* _SOURCE DOCUMENT_
◇ ◇ ◇ ◇

-Analysis-
BEIJING — There’s a new trend in China’s public hospitals: “stewardess nurses,” sporting smart uniforms, pretty faces and nice airs while providing services such as greeting people with smiles at the entrance, offering cups of water or opening the elevator door for patients.
Such hospital “innovation” is supposed to provide patients with better service. Yet where a flight attendant learns a whole set of rigorous rules and regulations, and is part of a bona fide security profession, stewardess nurses receive just 10 days of training. More to the point, while China’s health reform needs real medicine, patients are getting fed a flight attendant image campaign instead.
The airline stewardess indeed holds a unique image in modern Chinese society. Some governmental departments even make their cleaning ladies wear stewardess clothing as a uniform. A dubious sign of the times within our political class.

◇ ◇ ◇ ◇

* _LISTED RECORDS_
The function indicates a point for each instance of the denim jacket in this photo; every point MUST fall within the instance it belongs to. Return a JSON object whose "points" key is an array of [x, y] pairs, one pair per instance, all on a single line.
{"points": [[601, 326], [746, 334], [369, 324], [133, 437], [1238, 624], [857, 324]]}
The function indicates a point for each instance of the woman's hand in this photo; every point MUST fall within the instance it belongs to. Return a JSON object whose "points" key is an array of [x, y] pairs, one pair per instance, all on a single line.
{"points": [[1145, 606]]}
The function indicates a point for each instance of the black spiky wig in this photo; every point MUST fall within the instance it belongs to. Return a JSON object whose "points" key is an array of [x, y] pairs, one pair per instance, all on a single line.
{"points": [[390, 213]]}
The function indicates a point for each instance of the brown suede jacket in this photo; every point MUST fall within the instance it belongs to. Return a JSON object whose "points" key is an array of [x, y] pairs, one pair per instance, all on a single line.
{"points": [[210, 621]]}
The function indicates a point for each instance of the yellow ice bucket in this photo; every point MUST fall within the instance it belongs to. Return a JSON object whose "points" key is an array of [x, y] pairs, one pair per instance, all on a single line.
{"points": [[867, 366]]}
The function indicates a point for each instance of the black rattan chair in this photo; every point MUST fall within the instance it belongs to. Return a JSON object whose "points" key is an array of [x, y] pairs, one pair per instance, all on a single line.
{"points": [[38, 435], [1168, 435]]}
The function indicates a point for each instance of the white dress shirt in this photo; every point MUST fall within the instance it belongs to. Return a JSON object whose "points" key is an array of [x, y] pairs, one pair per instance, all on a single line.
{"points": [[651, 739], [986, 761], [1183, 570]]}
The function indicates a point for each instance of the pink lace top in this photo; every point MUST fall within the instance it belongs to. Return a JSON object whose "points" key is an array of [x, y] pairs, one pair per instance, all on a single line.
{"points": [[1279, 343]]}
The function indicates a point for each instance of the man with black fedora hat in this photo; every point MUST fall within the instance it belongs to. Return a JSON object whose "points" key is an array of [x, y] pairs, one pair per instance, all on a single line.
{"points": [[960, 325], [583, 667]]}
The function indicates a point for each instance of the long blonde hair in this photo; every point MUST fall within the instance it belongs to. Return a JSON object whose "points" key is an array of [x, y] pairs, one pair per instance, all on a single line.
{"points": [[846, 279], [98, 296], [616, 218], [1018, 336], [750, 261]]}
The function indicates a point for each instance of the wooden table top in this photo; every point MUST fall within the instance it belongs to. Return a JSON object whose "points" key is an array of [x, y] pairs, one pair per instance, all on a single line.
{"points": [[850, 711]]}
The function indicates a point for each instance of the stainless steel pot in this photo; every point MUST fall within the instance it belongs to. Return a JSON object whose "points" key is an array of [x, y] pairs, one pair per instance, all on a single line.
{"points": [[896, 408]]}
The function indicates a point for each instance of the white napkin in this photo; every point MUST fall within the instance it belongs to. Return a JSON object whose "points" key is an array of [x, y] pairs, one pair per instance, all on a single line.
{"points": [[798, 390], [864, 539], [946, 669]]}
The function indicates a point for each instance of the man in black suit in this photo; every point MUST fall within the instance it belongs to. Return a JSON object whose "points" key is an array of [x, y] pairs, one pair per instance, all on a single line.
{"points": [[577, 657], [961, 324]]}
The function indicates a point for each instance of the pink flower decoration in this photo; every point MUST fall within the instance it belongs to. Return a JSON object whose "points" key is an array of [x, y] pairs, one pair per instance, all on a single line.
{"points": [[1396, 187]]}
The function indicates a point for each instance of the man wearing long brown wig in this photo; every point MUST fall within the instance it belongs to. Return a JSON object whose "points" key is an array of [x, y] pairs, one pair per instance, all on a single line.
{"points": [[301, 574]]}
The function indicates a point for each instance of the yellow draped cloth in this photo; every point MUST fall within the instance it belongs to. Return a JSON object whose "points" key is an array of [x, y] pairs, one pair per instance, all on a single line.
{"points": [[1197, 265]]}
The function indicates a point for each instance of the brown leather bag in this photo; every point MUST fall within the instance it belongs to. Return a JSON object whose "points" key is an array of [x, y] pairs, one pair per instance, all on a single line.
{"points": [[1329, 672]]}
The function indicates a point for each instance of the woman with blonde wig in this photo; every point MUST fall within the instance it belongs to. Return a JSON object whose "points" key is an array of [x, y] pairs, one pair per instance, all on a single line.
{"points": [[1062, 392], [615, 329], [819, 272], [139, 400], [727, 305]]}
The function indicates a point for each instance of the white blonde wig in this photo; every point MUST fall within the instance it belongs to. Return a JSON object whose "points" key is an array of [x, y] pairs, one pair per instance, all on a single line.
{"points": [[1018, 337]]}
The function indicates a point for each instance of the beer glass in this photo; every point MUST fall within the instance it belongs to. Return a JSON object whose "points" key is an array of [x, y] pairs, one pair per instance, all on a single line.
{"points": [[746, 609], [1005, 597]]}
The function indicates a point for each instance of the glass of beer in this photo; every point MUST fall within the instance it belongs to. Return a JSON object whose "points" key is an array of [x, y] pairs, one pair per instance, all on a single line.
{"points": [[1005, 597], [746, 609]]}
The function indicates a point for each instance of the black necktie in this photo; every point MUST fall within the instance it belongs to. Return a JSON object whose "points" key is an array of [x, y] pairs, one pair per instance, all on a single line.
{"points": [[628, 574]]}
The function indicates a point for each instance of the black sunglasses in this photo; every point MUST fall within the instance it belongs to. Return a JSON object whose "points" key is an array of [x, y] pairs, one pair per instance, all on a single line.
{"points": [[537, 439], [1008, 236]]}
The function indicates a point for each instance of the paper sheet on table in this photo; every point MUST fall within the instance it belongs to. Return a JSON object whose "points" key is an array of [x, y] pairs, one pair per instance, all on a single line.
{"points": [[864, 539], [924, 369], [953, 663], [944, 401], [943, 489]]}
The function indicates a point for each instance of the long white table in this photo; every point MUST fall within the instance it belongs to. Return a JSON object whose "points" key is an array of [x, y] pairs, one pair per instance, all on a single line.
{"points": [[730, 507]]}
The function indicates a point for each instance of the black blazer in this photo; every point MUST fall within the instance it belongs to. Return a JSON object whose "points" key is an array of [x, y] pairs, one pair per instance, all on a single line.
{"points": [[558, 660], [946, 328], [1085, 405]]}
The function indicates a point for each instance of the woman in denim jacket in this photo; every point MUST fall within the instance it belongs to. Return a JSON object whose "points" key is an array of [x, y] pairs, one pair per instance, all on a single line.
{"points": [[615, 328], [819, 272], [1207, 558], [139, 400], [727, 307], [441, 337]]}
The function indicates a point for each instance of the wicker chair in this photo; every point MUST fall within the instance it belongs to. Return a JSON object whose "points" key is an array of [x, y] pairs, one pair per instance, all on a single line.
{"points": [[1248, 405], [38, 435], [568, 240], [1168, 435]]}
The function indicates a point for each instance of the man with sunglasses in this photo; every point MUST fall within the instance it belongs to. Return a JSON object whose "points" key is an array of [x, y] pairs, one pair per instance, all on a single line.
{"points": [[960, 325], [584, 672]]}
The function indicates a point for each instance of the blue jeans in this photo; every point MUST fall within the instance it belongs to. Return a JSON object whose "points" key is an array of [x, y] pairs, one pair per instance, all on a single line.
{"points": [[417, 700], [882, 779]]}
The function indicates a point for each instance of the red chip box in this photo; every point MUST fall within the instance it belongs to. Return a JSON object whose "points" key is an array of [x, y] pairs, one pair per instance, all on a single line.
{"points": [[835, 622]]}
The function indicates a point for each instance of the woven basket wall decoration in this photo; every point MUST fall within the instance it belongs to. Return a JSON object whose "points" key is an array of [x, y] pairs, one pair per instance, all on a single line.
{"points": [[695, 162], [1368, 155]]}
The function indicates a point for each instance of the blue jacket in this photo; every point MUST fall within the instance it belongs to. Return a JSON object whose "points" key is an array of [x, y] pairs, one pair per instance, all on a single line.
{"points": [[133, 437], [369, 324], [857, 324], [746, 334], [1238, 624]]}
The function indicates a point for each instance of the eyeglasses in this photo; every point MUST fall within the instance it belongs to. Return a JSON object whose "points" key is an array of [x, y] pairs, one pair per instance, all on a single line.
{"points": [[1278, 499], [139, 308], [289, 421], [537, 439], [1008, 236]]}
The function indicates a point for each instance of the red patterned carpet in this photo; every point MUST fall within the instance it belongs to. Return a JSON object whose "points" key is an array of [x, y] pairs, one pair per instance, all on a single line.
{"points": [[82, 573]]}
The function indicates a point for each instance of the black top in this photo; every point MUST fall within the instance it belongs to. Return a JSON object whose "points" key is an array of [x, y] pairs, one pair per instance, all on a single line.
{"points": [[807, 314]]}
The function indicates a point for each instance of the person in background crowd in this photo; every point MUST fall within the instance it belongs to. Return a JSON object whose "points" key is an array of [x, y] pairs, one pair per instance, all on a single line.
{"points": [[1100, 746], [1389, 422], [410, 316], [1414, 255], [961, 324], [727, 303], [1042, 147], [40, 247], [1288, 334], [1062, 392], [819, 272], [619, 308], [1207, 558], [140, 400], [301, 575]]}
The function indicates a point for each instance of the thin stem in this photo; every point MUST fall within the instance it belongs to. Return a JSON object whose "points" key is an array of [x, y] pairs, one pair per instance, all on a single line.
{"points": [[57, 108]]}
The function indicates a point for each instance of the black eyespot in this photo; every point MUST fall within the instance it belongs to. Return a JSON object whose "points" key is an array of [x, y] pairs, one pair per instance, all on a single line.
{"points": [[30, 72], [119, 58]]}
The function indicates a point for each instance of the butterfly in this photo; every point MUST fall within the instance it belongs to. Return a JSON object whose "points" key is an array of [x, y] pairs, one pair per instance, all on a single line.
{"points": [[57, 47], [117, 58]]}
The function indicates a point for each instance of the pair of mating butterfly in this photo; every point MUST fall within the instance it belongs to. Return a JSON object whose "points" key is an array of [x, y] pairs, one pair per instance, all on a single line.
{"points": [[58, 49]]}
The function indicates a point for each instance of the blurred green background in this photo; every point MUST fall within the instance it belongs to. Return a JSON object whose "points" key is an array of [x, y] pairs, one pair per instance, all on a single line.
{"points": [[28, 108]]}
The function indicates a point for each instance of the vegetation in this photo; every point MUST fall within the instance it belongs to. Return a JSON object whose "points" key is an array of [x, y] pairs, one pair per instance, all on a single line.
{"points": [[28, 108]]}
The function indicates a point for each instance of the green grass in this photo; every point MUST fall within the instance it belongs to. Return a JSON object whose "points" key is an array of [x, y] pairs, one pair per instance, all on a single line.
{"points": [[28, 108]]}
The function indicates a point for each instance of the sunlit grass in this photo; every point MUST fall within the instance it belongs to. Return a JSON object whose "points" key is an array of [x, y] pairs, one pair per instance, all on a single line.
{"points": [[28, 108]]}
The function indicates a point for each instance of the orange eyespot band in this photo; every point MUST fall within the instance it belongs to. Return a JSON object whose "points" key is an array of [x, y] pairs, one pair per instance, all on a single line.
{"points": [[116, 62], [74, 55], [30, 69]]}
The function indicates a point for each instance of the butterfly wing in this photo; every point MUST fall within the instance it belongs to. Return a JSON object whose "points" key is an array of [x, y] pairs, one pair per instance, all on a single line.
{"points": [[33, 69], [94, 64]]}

◇ ◇ ◇ ◇

Transcribe verbatim the passage of the stewardess-nurses article between "The airline stewardess" and "our political class.", inclusive.

The airline stewardess indeed holds a unique image in modern Chinese society. Some governmental departments even make their cleaning ladies wear stewardess clothing as a uniform. A dubious sign of the times within our political class.